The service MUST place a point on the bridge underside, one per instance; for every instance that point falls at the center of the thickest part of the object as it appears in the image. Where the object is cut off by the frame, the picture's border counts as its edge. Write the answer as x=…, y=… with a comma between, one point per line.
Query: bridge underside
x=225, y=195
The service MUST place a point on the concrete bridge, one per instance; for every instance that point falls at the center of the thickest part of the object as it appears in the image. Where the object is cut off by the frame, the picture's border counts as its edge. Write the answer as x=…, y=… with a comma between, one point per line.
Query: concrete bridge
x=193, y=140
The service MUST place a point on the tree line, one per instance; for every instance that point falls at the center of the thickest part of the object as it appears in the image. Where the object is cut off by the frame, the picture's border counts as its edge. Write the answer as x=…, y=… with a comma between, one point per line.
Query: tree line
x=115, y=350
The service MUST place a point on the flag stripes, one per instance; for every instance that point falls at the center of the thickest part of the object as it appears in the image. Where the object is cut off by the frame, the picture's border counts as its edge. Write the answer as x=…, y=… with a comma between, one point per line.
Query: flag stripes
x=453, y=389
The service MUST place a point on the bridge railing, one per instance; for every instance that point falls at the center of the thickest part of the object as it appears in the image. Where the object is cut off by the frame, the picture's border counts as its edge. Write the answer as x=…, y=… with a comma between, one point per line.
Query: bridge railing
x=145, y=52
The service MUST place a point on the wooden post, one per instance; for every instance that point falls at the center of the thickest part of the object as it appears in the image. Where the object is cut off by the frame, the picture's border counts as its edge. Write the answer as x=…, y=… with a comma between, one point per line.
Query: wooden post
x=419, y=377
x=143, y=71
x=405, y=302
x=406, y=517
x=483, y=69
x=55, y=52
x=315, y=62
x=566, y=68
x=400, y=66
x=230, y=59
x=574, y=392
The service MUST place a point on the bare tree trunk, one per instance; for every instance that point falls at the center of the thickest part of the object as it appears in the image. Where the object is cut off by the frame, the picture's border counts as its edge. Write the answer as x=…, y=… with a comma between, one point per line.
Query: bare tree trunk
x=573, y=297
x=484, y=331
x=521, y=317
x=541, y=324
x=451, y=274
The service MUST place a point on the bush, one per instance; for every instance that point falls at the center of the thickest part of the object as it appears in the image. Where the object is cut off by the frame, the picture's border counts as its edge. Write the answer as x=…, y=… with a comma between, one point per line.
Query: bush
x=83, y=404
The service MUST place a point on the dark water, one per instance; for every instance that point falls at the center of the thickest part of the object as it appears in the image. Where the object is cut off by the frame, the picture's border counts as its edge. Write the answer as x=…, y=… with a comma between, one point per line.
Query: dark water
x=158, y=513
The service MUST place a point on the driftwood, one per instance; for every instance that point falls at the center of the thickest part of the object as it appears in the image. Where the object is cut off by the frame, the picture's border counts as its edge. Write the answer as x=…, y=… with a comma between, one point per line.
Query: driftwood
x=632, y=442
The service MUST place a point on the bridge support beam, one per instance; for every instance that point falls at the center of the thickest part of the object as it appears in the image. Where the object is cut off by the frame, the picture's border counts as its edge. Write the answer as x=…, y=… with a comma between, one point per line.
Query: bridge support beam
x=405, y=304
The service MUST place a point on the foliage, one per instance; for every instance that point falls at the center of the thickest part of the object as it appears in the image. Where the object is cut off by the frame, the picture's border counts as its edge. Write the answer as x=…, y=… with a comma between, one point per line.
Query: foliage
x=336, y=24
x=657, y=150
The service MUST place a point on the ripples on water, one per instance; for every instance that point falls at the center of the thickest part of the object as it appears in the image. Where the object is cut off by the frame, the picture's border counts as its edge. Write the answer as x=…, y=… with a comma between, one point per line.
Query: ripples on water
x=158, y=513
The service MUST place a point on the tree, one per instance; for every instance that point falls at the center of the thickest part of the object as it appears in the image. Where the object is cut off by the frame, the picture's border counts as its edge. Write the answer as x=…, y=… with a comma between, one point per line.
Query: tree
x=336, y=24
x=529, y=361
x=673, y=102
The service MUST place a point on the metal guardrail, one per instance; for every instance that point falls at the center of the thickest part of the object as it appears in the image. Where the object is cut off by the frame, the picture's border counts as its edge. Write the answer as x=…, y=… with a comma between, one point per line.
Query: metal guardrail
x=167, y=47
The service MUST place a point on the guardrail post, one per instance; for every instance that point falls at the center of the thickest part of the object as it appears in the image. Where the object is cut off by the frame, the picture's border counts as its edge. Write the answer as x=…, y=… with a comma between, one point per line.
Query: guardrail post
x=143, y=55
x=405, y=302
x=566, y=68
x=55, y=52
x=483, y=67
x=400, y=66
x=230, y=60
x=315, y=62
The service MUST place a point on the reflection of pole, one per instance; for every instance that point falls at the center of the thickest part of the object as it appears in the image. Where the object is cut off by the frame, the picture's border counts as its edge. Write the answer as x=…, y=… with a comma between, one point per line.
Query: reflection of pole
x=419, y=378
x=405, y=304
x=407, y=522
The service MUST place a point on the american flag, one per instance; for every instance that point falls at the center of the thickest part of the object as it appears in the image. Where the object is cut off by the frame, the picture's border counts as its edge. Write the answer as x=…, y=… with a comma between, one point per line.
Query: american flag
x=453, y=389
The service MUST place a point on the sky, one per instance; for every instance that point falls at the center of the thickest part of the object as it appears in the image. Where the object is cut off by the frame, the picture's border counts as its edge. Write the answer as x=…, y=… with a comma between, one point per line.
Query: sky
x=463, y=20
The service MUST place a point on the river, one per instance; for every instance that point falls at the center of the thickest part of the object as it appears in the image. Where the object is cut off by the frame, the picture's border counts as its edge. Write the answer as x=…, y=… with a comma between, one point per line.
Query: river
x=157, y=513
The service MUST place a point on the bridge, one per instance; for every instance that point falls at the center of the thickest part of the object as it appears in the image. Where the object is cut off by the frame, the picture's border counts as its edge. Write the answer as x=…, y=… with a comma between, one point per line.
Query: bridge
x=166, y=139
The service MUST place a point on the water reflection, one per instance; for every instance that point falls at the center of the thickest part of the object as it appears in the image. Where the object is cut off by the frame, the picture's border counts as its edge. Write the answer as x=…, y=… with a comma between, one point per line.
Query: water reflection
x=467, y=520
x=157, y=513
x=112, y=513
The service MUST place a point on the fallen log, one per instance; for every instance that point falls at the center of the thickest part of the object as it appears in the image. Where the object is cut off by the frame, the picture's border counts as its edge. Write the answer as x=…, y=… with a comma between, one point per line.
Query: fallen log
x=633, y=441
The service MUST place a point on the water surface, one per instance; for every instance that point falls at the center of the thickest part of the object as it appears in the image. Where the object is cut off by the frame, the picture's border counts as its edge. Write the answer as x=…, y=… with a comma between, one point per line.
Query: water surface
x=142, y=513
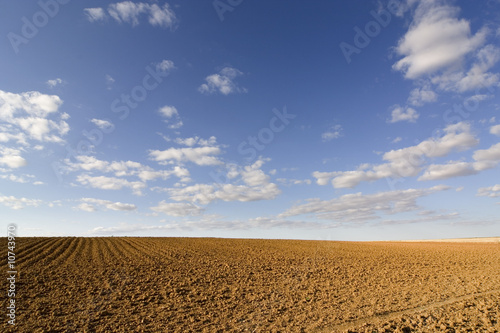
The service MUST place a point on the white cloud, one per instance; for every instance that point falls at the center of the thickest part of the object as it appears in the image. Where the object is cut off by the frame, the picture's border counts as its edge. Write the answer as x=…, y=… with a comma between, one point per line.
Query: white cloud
x=18, y=203
x=437, y=39
x=125, y=168
x=286, y=181
x=396, y=140
x=177, y=209
x=449, y=170
x=11, y=157
x=196, y=141
x=110, y=183
x=95, y=14
x=495, y=130
x=420, y=96
x=478, y=76
x=102, y=124
x=163, y=17
x=172, y=116
x=249, y=183
x=54, y=82
x=403, y=114
x=26, y=115
x=484, y=159
x=491, y=154
x=168, y=111
x=130, y=12
x=360, y=207
x=165, y=65
x=198, y=155
x=222, y=82
x=334, y=133
x=91, y=205
x=492, y=191
x=405, y=162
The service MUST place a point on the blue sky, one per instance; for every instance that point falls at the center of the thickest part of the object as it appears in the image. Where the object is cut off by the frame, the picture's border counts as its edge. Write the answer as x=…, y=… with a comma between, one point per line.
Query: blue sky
x=346, y=120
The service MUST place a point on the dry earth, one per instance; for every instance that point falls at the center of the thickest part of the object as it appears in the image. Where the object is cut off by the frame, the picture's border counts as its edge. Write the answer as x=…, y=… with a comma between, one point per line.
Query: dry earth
x=234, y=285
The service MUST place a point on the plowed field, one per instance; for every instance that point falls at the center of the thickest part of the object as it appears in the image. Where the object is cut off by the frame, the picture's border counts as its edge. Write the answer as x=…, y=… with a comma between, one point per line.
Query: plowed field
x=232, y=285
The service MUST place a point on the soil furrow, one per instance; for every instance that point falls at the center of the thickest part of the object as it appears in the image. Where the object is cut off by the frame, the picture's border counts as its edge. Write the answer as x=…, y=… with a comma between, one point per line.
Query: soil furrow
x=395, y=314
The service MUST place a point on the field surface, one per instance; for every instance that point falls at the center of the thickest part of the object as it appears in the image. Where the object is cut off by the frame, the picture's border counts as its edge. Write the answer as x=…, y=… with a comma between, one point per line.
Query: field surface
x=230, y=285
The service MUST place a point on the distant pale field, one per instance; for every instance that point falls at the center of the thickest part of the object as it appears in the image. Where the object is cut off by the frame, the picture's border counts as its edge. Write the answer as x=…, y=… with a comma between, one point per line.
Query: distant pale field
x=460, y=240
x=140, y=284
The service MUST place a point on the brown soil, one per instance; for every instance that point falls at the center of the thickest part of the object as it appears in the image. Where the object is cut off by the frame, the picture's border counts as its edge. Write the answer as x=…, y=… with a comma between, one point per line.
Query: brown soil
x=231, y=285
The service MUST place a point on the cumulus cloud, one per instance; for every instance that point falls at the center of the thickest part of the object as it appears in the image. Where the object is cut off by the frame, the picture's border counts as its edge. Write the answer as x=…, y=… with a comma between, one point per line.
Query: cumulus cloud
x=333, y=133
x=405, y=162
x=222, y=82
x=360, y=207
x=95, y=14
x=27, y=116
x=54, y=82
x=131, y=13
x=449, y=170
x=125, y=169
x=495, y=130
x=11, y=158
x=110, y=183
x=437, y=39
x=91, y=205
x=420, y=96
x=177, y=209
x=171, y=116
x=102, y=124
x=403, y=114
x=248, y=183
x=192, y=141
x=492, y=191
x=484, y=159
x=197, y=155
x=18, y=203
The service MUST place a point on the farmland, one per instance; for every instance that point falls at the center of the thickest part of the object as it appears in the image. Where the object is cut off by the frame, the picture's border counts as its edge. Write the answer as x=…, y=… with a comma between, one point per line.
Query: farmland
x=125, y=284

- - - - - - -

**Aim:** Return the lines beginning at the one that contains "The service MUST place a point on the distant" and continuing through the last line of the data, exactly as they stand and without any others.

**Task result:**
The service MUST place a point on the distant pale field, one per instance; for every instance that point falls at the center of the thickest part of the object as it appears in the image. Where the object is cut off by the frame, the picture's border counts as its edge. Write the answer as x=…, y=… with a comma between, one point per line.
Query: distant pale field
x=460, y=240
x=140, y=284
The service MUST place a point on the brown soil, one per instance; for every instance that point falls at the center of the thickest part of the object as it appears in the image. Where the object is cut off by the frame, the picture's border counts as its edge. Write the answer as x=…, y=… with a comma between, one point per line.
Query: brown soil
x=231, y=285
The service MUST place a point on the cumulus cloud, one per instance; for every instance that point falls at the center of the thickest part of the object as it appears in the image. Where the object is cut off by the frame, the picture's border counts as its edge. Write the answer as x=…, y=… with a comma between, one point per line.
Query: cumulus cloud
x=333, y=133
x=405, y=162
x=222, y=82
x=360, y=207
x=95, y=14
x=27, y=116
x=54, y=82
x=131, y=13
x=449, y=170
x=125, y=169
x=495, y=130
x=11, y=158
x=110, y=183
x=437, y=39
x=91, y=205
x=420, y=96
x=177, y=209
x=171, y=116
x=102, y=124
x=403, y=114
x=248, y=183
x=192, y=141
x=492, y=191
x=484, y=159
x=197, y=155
x=18, y=203
The service MUST place a point on the farmland, one per instance; for every instance that point falls at the center of the thickest part of the object as it appears in the image. Where the object is cut off by the frame, the picture's border counts as its edge. Write the answer as x=…, y=… with a comma between, one point per line.
Query: farmland
x=125, y=284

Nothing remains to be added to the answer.